In how many lines of the items below does the word "bridge" appear, with case counting? Reply with the number alone.

^^^^

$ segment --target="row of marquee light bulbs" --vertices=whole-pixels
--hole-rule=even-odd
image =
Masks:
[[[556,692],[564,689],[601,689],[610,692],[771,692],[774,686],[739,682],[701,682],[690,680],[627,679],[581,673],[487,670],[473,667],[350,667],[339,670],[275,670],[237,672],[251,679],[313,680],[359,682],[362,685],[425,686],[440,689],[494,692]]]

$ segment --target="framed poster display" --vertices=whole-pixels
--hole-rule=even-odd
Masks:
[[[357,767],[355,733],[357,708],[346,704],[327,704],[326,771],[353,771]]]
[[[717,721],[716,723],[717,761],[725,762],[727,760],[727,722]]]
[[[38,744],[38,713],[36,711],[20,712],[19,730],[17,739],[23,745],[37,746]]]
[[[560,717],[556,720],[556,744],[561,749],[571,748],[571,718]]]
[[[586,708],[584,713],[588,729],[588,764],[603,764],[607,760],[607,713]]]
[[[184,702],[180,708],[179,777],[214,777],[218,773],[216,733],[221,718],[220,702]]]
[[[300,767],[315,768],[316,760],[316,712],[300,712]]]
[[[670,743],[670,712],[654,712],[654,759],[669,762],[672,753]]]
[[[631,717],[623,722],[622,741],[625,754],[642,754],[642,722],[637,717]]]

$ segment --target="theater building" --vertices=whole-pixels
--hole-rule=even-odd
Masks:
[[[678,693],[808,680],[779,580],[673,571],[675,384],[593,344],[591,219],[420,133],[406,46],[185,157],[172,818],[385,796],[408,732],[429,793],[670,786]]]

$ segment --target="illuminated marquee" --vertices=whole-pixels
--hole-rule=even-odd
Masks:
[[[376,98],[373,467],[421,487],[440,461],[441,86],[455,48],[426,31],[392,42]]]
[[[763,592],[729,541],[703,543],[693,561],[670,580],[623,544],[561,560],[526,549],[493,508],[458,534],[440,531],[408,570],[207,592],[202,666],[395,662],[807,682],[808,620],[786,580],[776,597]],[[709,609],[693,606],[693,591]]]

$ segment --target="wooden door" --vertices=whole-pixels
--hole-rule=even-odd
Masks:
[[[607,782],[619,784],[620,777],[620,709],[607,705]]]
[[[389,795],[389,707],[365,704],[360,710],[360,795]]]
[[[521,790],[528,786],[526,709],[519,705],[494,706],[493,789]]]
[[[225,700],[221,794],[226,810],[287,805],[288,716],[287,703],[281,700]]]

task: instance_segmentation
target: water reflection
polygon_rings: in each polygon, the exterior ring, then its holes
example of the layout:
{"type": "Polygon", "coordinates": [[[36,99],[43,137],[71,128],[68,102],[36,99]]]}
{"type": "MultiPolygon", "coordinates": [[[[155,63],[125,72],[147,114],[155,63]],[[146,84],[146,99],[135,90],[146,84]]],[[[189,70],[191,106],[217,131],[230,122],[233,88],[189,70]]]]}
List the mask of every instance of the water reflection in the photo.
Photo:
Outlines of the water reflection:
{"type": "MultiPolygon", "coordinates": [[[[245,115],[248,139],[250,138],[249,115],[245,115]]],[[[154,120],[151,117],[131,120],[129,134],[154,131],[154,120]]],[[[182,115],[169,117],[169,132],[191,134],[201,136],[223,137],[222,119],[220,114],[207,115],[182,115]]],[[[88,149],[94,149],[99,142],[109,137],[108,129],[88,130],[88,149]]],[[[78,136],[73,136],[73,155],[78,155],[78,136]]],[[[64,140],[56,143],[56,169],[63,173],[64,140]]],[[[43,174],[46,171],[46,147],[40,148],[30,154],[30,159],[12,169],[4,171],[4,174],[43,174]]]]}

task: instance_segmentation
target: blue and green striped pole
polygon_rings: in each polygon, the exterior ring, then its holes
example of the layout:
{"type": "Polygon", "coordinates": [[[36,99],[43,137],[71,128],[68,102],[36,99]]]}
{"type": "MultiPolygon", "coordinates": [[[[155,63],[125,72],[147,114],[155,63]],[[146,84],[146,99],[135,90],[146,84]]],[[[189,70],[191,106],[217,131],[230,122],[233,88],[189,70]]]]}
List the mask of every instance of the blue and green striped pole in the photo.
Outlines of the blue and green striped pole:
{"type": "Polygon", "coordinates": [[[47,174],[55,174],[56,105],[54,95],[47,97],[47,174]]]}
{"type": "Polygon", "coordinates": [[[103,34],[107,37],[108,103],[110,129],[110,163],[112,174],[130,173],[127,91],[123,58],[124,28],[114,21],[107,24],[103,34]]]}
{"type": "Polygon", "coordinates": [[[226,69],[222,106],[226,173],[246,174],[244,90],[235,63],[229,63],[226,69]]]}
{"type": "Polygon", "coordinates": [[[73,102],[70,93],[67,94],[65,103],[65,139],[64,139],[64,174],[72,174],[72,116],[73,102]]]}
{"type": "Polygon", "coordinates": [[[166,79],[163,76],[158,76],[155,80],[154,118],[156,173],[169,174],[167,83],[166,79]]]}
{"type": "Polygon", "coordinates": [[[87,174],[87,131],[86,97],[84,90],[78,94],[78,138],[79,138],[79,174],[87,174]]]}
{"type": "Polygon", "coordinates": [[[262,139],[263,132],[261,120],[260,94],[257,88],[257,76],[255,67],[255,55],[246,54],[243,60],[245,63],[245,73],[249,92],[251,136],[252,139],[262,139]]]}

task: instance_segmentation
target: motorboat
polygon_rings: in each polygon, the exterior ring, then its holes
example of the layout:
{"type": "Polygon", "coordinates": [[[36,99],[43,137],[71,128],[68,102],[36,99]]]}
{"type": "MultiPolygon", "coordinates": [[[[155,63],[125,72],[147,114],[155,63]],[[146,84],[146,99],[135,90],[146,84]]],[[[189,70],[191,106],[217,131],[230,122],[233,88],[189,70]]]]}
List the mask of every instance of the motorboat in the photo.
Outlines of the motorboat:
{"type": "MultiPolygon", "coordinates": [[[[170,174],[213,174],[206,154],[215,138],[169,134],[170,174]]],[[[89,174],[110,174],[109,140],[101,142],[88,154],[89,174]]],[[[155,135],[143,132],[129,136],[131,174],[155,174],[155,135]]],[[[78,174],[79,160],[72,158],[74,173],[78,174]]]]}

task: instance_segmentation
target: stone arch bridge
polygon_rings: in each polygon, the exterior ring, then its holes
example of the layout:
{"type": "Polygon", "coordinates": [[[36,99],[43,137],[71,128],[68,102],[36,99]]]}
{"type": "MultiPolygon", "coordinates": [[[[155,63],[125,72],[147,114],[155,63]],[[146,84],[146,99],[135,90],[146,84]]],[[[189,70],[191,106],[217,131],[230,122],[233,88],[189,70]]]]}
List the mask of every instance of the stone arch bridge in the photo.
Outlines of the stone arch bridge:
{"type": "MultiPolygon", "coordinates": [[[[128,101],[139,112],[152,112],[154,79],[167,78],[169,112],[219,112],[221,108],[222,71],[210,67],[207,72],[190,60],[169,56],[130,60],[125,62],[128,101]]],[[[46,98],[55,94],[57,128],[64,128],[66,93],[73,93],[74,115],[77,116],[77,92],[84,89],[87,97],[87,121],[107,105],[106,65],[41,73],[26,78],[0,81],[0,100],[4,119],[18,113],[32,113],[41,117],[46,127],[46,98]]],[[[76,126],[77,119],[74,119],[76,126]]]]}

^^^^

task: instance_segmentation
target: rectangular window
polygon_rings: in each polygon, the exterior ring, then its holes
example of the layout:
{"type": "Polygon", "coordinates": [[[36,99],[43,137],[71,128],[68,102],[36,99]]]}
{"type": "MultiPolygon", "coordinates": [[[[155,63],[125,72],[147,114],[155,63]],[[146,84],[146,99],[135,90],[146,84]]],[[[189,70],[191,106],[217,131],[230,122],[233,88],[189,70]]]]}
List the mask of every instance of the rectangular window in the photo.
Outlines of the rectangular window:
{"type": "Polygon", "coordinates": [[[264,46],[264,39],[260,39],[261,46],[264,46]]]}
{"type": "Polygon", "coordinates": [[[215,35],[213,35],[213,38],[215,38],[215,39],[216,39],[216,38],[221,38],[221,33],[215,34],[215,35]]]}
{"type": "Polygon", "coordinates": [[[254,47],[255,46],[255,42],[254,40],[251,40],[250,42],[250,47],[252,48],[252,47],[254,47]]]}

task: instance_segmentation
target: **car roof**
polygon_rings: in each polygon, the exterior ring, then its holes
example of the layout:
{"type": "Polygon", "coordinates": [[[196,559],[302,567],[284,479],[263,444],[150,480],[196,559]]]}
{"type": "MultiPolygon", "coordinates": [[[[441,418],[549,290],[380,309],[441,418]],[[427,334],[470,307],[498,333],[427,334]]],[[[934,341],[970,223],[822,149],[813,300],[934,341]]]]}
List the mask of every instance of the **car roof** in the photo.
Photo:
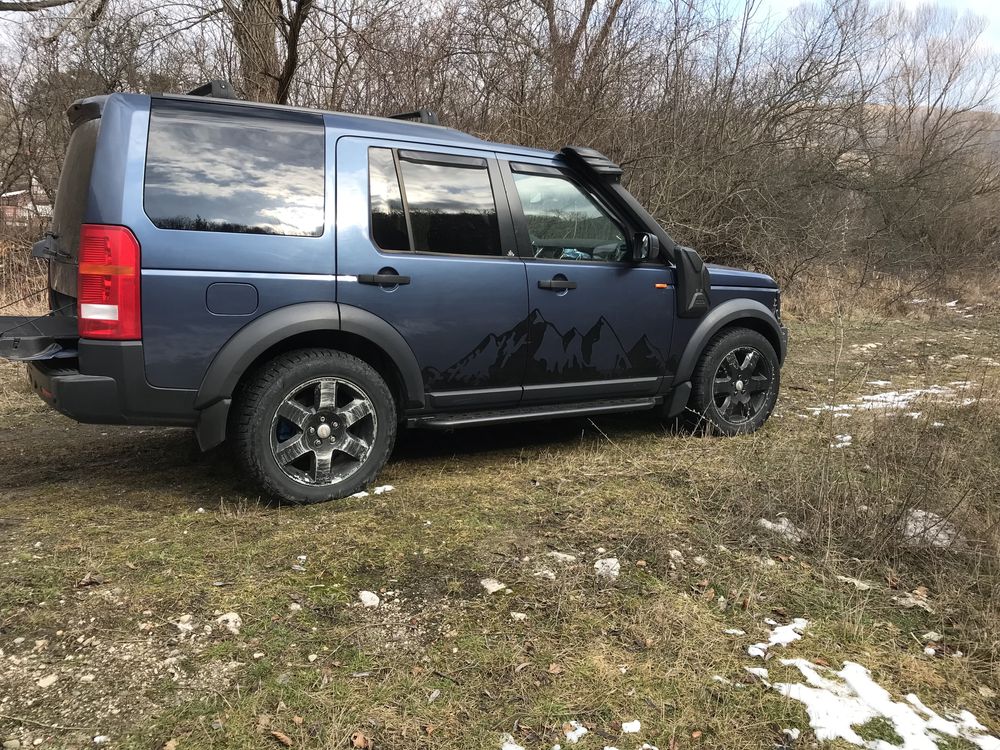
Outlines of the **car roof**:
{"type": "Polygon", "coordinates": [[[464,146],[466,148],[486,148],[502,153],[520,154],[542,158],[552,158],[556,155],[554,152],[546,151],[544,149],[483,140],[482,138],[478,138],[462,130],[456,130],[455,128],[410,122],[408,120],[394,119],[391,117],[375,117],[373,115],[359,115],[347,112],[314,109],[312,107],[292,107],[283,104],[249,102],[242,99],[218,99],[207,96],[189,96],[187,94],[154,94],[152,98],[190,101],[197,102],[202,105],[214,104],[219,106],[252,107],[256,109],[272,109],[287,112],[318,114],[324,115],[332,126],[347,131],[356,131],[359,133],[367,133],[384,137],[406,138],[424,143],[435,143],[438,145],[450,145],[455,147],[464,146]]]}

^^^^

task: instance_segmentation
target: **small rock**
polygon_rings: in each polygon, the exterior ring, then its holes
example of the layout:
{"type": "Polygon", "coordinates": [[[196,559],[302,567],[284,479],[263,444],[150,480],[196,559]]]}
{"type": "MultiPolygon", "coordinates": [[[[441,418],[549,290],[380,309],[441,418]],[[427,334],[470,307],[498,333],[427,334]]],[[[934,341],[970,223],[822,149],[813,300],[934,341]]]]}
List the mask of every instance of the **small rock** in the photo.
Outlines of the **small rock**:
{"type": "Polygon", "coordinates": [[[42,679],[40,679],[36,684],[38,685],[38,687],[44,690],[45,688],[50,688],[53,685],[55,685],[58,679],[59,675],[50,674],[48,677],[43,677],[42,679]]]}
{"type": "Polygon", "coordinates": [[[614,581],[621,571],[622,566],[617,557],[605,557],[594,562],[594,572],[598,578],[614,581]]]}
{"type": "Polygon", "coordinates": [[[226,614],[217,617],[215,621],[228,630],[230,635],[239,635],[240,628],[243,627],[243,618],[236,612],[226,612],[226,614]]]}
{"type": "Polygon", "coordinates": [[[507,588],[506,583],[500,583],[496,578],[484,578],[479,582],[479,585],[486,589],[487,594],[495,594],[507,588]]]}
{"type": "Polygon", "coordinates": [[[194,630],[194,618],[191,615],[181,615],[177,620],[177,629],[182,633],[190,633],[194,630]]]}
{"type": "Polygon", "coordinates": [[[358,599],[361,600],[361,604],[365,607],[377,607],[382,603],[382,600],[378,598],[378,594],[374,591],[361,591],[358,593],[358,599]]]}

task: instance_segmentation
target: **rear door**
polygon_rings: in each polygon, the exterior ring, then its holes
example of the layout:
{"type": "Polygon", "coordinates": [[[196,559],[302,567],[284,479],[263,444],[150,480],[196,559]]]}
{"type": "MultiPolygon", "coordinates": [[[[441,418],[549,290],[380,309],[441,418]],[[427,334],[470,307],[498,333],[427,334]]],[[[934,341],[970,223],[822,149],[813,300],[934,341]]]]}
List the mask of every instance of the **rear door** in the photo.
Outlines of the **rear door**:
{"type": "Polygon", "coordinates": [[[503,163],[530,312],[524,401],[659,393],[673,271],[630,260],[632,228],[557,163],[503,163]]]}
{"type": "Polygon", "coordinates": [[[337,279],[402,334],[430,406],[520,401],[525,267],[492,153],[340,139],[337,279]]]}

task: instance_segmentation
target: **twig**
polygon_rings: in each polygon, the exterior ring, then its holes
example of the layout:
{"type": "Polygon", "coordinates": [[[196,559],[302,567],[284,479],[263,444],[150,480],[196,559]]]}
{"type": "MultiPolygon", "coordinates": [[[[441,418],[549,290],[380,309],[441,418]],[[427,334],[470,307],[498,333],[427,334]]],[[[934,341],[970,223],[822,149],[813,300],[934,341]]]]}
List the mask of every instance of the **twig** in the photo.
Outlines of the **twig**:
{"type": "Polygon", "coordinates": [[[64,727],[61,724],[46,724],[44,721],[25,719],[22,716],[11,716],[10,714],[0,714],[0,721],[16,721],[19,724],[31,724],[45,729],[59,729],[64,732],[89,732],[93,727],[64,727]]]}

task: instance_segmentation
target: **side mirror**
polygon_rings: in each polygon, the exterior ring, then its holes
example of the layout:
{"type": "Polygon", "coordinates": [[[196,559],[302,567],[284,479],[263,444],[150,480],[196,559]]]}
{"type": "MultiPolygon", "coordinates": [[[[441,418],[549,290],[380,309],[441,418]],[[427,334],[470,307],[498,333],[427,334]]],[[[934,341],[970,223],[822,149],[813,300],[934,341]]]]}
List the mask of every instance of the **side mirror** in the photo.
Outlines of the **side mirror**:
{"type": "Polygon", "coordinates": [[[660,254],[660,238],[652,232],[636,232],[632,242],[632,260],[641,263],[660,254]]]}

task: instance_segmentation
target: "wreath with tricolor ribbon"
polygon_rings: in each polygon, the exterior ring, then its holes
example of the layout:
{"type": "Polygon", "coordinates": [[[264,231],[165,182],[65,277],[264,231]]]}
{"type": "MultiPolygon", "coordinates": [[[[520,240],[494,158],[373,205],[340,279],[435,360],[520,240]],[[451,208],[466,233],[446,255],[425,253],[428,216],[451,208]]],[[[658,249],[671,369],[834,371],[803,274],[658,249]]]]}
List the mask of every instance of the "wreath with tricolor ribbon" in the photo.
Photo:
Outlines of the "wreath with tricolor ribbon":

^^^^

◆ **Result for this exercise**:
3